Texto mostrado:
# # # # # # #

Lo de insultos es, ciertamente, relativo. En esa categoría aparecen, sin dudas, las palabras pelotudo (con la que atacó a Kicillof), puta, mierda y sorete.
Muchas otras, como mandril, pautero, wok, rata, kuka, esbirro, basura, ensobrado, burro, limitado y hasta culo, que encadenó a lo largo de casi dos años, no son estrictamente insultos, pero sí términos que, acompañados de un tono y en un contexto, sonaron incluso peor, como descalificaciones violentas.
Al listarlas queda claro que Milei construyó, alrededor de su lenguaje, una parte distintiva de su figura pública, y que los insultos no fueron meramente un accesorio, sino un elemento esencial de su instalación como candidato, y luego de la gestión.
Una mirada a los apuntados por las descalificaciones completa el croquis: los políticos (sobre todo los legisladores), los medios, los periodistas y los economistas críticos fueron los elegidos las más de las veces. Un grupo que Milei pretendió desacreditar bajo el concepto de "la casta".
A la vista de estos datos, que el presidente haya dicho "voy a dejar de usar insultos" no es menor, aunque en estos días todo haya que leerlo como una acción preelectoral, y seguramente alguna encuesta sugirió la conveniencia de bajar el tono. (Es interesante también pensar porque dice "usar insultos" y no insultar, como si así los despersonalizara de un agredido en particular y les diera el carácter de herramientas que sólo utilizó con otro objetivo).
Una primera pregunta surge de inmediato: ¿Milei seguirá siendo Milei, como animal político y popular, sin esa característica?
El presidente manifestó su intención como una concesión a quienes lo cuestionan por sus excesos. "Voy a dejar de usar insultos, a ver si están en condiciones de poder discutir ideas", desafió. "Porque yo creo que discuten las formas porque carecen de nivel intelectual suficiente para discutir ideas".
En el propio planteo surge entonces la primera certeza. El presidente puede dejar de insultar pero no de difamar, por ejemplo descalificando intelectualmente a sus críticos.

# # # # # # #

Descripción del ejercicio: Indique si cada afirmación concuerda con el texto sobre los insultos de Milei; responda sí o no y cite literalmente las palabras del texto que lo deciden. 1. Milei atacó a Kicillof con la palabra "pelotudo". 2. Los insultos fueron solo un accesorio de la figura pública de Milei. 3. Los empresarios fueron los destinatarios más frecuentes de las descalificaciones.

Datos recopilados:

# # # # # # #

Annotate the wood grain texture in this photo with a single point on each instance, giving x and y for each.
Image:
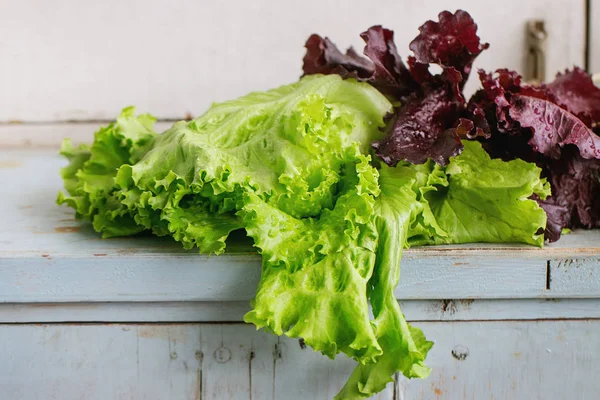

# # # # # # #

Respuesta del ejercicio:
1. Sí: «pelotudo (con la que atacó a Kicillof)».
2. No: «los insultos no fueron meramente un accesorio, sino un elemento esencial de su instalación como candidato».
3. No: «los políticos (sobre todo los legisladores), los medios, los periodistas y los economistas críticos fueron los elegidos las más de las veces».